[WHAT THE EXERCISE ASKS] Copy all of the data below word for word, but leave out the pictures.

=== ENTRIES PROVIDED ===

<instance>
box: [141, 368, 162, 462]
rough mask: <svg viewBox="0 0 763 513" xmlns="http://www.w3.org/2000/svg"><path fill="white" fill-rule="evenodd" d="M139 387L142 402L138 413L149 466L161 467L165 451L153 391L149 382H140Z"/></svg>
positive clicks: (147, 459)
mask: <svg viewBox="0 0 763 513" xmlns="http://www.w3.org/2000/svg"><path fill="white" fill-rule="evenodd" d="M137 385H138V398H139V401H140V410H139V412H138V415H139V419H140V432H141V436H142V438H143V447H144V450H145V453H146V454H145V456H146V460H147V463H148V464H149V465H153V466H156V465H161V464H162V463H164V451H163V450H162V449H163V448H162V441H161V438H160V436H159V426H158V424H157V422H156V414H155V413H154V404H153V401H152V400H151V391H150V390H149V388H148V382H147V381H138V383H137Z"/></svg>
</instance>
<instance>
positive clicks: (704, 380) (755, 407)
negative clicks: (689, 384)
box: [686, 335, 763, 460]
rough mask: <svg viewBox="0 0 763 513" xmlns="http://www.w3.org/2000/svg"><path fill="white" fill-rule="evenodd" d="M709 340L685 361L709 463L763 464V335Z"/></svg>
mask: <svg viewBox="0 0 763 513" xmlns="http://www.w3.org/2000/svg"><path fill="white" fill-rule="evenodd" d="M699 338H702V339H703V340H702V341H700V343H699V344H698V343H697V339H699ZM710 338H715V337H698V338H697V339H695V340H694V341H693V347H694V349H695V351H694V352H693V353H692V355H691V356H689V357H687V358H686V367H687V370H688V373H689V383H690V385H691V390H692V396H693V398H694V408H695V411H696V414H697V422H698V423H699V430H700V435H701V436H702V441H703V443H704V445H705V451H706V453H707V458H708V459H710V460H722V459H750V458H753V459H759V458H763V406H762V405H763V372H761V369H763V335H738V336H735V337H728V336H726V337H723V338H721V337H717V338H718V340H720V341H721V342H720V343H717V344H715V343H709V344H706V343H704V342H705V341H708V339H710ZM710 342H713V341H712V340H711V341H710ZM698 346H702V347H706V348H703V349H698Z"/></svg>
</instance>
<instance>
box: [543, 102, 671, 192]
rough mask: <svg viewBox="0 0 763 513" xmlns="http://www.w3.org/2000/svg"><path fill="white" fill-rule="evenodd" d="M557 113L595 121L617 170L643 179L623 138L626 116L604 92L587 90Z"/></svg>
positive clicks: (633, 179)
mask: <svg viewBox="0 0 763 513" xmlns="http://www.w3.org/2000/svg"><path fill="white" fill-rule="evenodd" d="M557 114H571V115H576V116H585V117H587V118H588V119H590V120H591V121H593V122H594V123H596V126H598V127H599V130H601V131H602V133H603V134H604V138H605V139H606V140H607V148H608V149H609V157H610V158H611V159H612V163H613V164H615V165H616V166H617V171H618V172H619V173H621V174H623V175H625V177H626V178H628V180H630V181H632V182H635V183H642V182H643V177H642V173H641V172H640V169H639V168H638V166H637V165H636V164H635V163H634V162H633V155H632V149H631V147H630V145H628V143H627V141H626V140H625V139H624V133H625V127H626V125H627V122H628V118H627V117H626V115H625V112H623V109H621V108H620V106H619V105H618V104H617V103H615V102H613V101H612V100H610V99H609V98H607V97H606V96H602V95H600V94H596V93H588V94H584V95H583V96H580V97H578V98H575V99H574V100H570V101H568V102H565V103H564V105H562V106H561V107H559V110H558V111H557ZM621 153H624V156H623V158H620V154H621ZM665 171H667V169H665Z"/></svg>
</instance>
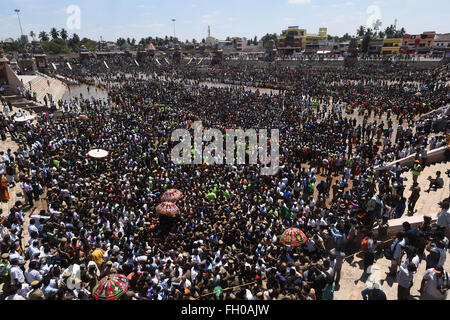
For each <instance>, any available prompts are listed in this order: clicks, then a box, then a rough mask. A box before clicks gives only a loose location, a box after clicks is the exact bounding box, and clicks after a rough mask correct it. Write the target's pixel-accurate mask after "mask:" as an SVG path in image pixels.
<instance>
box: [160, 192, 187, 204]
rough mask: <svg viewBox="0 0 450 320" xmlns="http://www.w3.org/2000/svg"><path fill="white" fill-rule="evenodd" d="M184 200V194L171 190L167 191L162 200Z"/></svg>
mask: <svg viewBox="0 0 450 320" xmlns="http://www.w3.org/2000/svg"><path fill="white" fill-rule="evenodd" d="M181 198H183V193H181V191H180V190H177V189H170V190H167V191H166V192H165V193H164V195H163V196H162V197H161V200H162V201H164V202H174V203H175V202H177V201H178V200H180V199H181Z"/></svg>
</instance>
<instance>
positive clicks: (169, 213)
mask: <svg viewBox="0 0 450 320" xmlns="http://www.w3.org/2000/svg"><path fill="white" fill-rule="evenodd" d="M156 212H158V213H159V214H162V215H165V216H168V217H175V216H176V215H178V214H180V209H179V208H178V207H177V206H176V205H175V204H174V203H172V202H163V203H161V204H160V205H159V206H157V207H156Z"/></svg>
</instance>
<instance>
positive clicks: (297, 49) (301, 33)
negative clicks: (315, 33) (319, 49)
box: [278, 26, 328, 51]
mask: <svg viewBox="0 0 450 320" xmlns="http://www.w3.org/2000/svg"><path fill="white" fill-rule="evenodd" d="M327 39H328V29H327V28H320V29H319V33H318V34H307V32H306V29H299V27H298V26H293V27H288V29H286V30H283V31H282V33H281V35H280V37H279V39H278V49H279V50H291V51H301V50H305V49H306V48H307V46H308V44H309V45H314V44H318V43H319V41H320V40H327Z"/></svg>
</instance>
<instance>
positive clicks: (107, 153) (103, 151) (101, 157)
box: [88, 149, 109, 159]
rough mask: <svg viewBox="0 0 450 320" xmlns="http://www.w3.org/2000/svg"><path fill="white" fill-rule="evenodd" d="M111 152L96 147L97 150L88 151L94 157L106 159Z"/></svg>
mask: <svg viewBox="0 0 450 320" xmlns="http://www.w3.org/2000/svg"><path fill="white" fill-rule="evenodd" d="M108 155H109V152H108V151H106V150H102V149H95V150H91V151H89V153H88V156H89V157H91V158H94V159H104V158H106V157H108Z"/></svg>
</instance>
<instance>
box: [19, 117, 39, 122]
mask: <svg viewBox="0 0 450 320" xmlns="http://www.w3.org/2000/svg"><path fill="white" fill-rule="evenodd" d="M34 119H36V116H23V117H20V118H15V119H14V121H15V122H20V123H21V122H27V121H33V120H34Z"/></svg>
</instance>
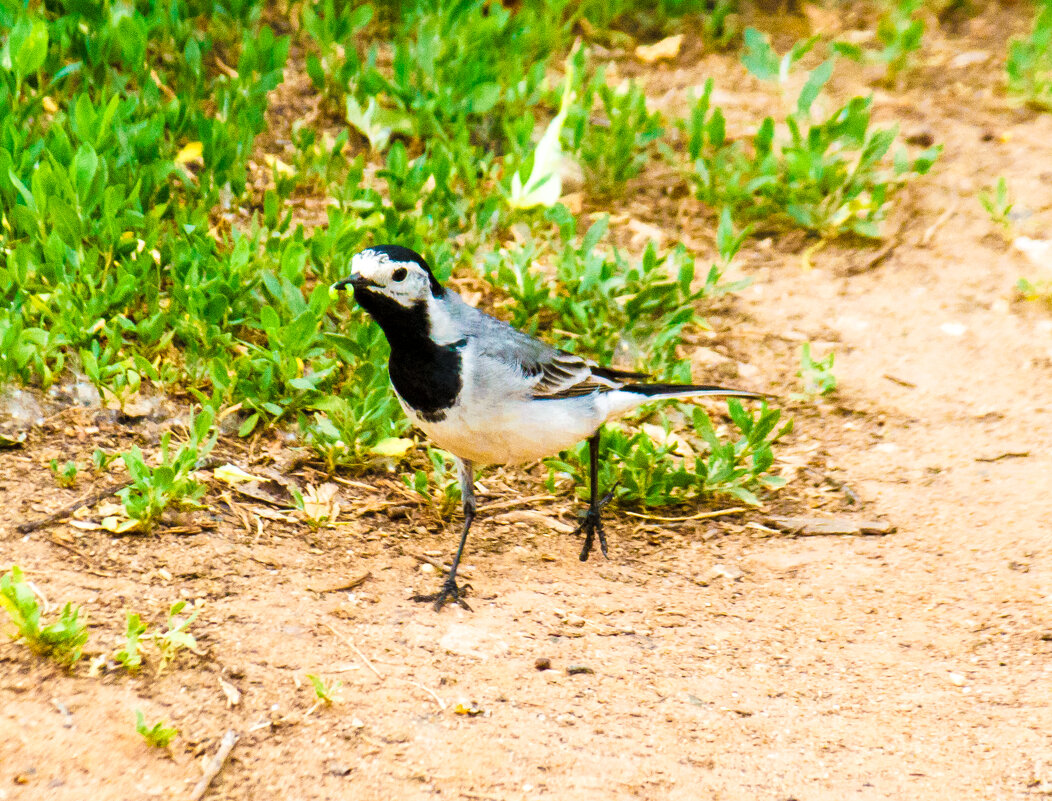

===

[ANSWER SECTION]
<instance>
box: [141, 368, 162, 462]
rough mask: <svg viewBox="0 0 763 513" xmlns="http://www.w3.org/2000/svg"><path fill="white" fill-rule="evenodd" d="M139 387L142 402L138 413L149 466L161 467L165 451L153 391L149 382H140Z"/></svg>
positive clicks: (147, 459)
mask: <svg viewBox="0 0 763 513" xmlns="http://www.w3.org/2000/svg"><path fill="white" fill-rule="evenodd" d="M137 385H138V398H139V401H140V410H139V412H138V415H139V419H140V432H141V436H142V438H143V447H144V450H145V453H146V454H145V456H146V460H147V463H148V464H149V465H153V466H156V465H161V464H162V463H164V451H163V450H162V449H163V448H162V441H161V438H160V436H159V426H158V424H157V422H156V414H155V413H154V404H153V401H152V400H151V391H150V390H149V388H148V382H147V381H138V383H137Z"/></svg>
</instance>
<instance>
positive clicks: (704, 380) (755, 407)
negative clicks: (689, 384)
box: [686, 335, 763, 460]
rough mask: <svg viewBox="0 0 763 513" xmlns="http://www.w3.org/2000/svg"><path fill="white" fill-rule="evenodd" d="M709 340L685 361L709 463L763 464V335Z"/></svg>
mask: <svg viewBox="0 0 763 513" xmlns="http://www.w3.org/2000/svg"><path fill="white" fill-rule="evenodd" d="M699 338H702V339H703V340H702V341H700V343H699V344H698V343H697V339H699ZM710 338H715V337H698V338H697V339H695V340H694V341H693V347H694V349H695V351H694V352H693V353H692V355H691V356H689V357H687V358H686V367H687V370H688V373H689V383H690V385H691V390H692V396H693V398H694V408H695V411H696V414H697V422H698V423H699V430H700V435H701V436H702V441H703V443H704V445H705V451H706V453H707V458H708V459H710V460H722V459H750V458H753V459H759V458H763V406H762V405H763V372H761V369H763V335H738V336H735V337H728V336H726V337H723V338H721V337H717V338H718V340H720V341H721V342H720V343H717V344H715V343H709V344H706V343H704V342H705V341H708V339H710ZM710 342H713V341H712V340H711V341H710ZM698 346H702V347H706V348H703V349H698Z"/></svg>
</instance>
<instance>
box: [543, 102, 671, 192]
rough mask: <svg viewBox="0 0 763 513" xmlns="http://www.w3.org/2000/svg"><path fill="white" fill-rule="evenodd" d="M557 113L595 121L617 170L643 179L623 138L626 116L604 92L587 90Z"/></svg>
positive clicks: (633, 179)
mask: <svg viewBox="0 0 763 513" xmlns="http://www.w3.org/2000/svg"><path fill="white" fill-rule="evenodd" d="M557 114H571V115H576V116H585V117H587V118H588V119H590V120H591V121H593V122H594V123H596V126H598V127H599V130H601V131H602V133H603V134H604V138H605V139H606V140H607V148H608V149H609V157H610V158H611V159H612V163H613V164H615V165H616V166H617V171H618V172H619V173H621V174H623V175H625V177H626V178H628V180H630V181H632V182H635V183H642V182H643V177H642V173H641V172H640V169H639V168H638V166H637V165H636V164H635V163H634V162H633V155H632V149H631V147H630V145H628V143H627V141H626V140H625V139H624V133H625V127H626V125H627V122H628V118H627V117H626V115H625V112H623V109H621V108H620V106H619V105H618V104H617V103H615V102H613V101H612V100H610V99H609V98H607V97H606V96H602V95H600V94H596V93H588V94H584V95H583V96H580V97H578V98H575V99H574V100H570V101H568V102H565V103H564V105H562V106H561V107H559V110H558V111H557ZM621 153H624V156H623V158H620V154H621ZM665 171H667V169H665Z"/></svg>
</instance>
For each <instance>, any available prompts are listed in this order: clicks, then a box, then a rough mask. A box before clicks gives only a loose location, a box after clicks is the exact bounding box, and clicks after a rough mask correct it. Write the target's pixel-accurate mask after "mask:" as an SVG path in image pixels.
<instance>
box: [160, 192, 187, 204]
rough mask: <svg viewBox="0 0 450 320" xmlns="http://www.w3.org/2000/svg"><path fill="white" fill-rule="evenodd" d="M184 200V194L171 190L167 191L162 200Z"/></svg>
mask: <svg viewBox="0 0 450 320" xmlns="http://www.w3.org/2000/svg"><path fill="white" fill-rule="evenodd" d="M181 198H183V193H181V191H180V190H177V189H170V190H167V191H166V192H165V193H164V195H163V196H162V197H161V200H162V201H164V202H174V203H175V202H177V201H178V200H180V199H181Z"/></svg>
</instance>
<instance>
positive clicks: (169, 213)
mask: <svg viewBox="0 0 450 320" xmlns="http://www.w3.org/2000/svg"><path fill="white" fill-rule="evenodd" d="M156 212H158V213H159V214H162V215H165V216H168V217H175V216H176V215H178V214H180V209H179V208H178V207H177V206H176V205H175V204H174V203H172V202H163V203H161V204H160V205H159V206H157V207H156Z"/></svg>
</instance>
<instance>
positive clicks: (297, 49) (301, 33)
negative clicks: (315, 33) (319, 49)
box: [278, 26, 328, 51]
mask: <svg viewBox="0 0 450 320" xmlns="http://www.w3.org/2000/svg"><path fill="white" fill-rule="evenodd" d="M327 39H328V29H327V28H320V29H319V33H318V34H307V32H306V29H299V27H298V26H293V27H288V29H286V30H283V31H282V33H281V35H280V37H279V39H278V49H279V50H291V51H301V50H305V49H306V48H307V46H308V44H309V45H314V44H318V43H319V41H320V40H327Z"/></svg>
</instance>
<instance>
positive clicks: (107, 153) (103, 151) (101, 157)
box: [88, 149, 109, 159]
rough mask: <svg viewBox="0 0 450 320" xmlns="http://www.w3.org/2000/svg"><path fill="white" fill-rule="evenodd" d="M111 152L96 147L97 150L88 151L94 157L106 159Z"/></svg>
mask: <svg viewBox="0 0 450 320" xmlns="http://www.w3.org/2000/svg"><path fill="white" fill-rule="evenodd" d="M108 155H109V152H108V151H106V150H102V149H95V150H91V151H89V153H88V156H89V157H91V158H94V159H104V158H106V157H108Z"/></svg>
</instance>
<instance>
box: [19, 117, 39, 122]
mask: <svg viewBox="0 0 450 320" xmlns="http://www.w3.org/2000/svg"><path fill="white" fill-rule="evenodd" d="M34 119H36V116H23V117H20V118H15V119H14V121H15V122H20V123H21V122H27V121H33V120H34Z"/></svg>
</instance>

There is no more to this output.